PAGE EXTRACT>
Start of Block

I used a part of code written by Théo Sourget to get the PDF's. The code in the file with the following breadcrumb: code/other/download_fulltext.ipynb

References: 
* Sourget, T. (2023). TheoSourget/DDSA_Sourget: Repository used during my travel at the ITU of Copenhagen in March 2023 [Computer software]. https://github.com/TheoSourget/DDSA_Sourget

In [8]:
def get_works_pdf(df, path_keyword, pdf_path="../OpenAlex/papers_fulltext/"): 
    """
    This function was written using code that was written mostly by Theo Sourget: https://github.com/TheoSourget/DDSA_Sourget/blob/41a92e931fc095804df87241ee01ea4290b50c83/code/other/download_fulltext.ipynb#L462
    It downloads PDFs of articles based on their DOI and save them to the specified path.
    
    Parameters:
    :param df (pandas.DataFrame): A DataFrame object containing article information.
    :param path_keyword (str): A keyword used to create a subdirectory for saving PDFs.
    :param pdf_path (str): The base path where PDFs will be saved. 
    
    Returns:
    :return: Tuple containing two dictionaries:
            - A list of downloaded DOIs.
            - A dictionary mapping article titles to their DOIs.

    Notes:
        This function iterates through the provided DataFrame, extracts article titles and DOIs, 
        and attempts to download the corresponding PDFs using the DOIs. PDFs are saved in a 
        subdirectory named after 'path_keyword' within 'pdf_path'. It also ensures that articles 
        with the same title but different DOIs are both saved.

End of Block

DATA BLOCK>
Start of Block

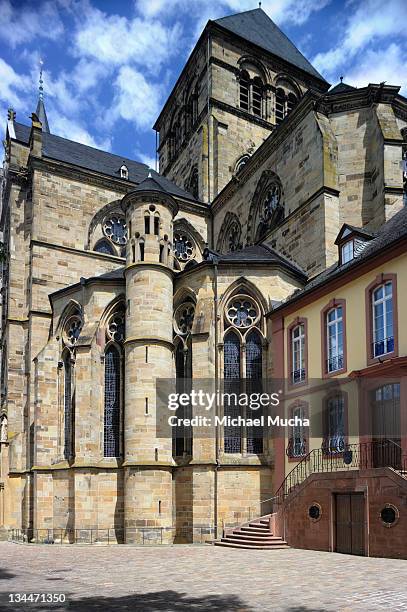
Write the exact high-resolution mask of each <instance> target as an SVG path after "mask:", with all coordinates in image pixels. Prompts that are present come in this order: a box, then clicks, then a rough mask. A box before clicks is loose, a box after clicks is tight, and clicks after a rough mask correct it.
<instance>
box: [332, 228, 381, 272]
mask: <svg viewBox="0 0 407 612" xmlns="http://www.w3.org/2000/svg"><path fill="white" fill-rule="evenodd" d="M372 238H374V234H372V233H371V232H369V231H367V230H365V229H360V228H358V227H353V226H352V225H348V224H347V223H344V225H342V228H341V231H340V232H339V234H338V237H337V239H336V240H335V244H336V245H338V249H339V265H340V266H343V265H344V264H346V263H348V262H349V261H352V259H355V257H357V256H358V255H360V253H361V252H362V251H363V250H364V248H365V247H366V245H367V244H369V241H370V240H372Z"/></svg>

End of Block

WORK TASK> Name every parameter that the code excerpt documents for get_works_pdf, with the type stated for each. The data comes from a different source than the code excerpt.

EXERCISE ANSWER> df (pandas.DataFrame), path_keyword (str), pdf_path (str)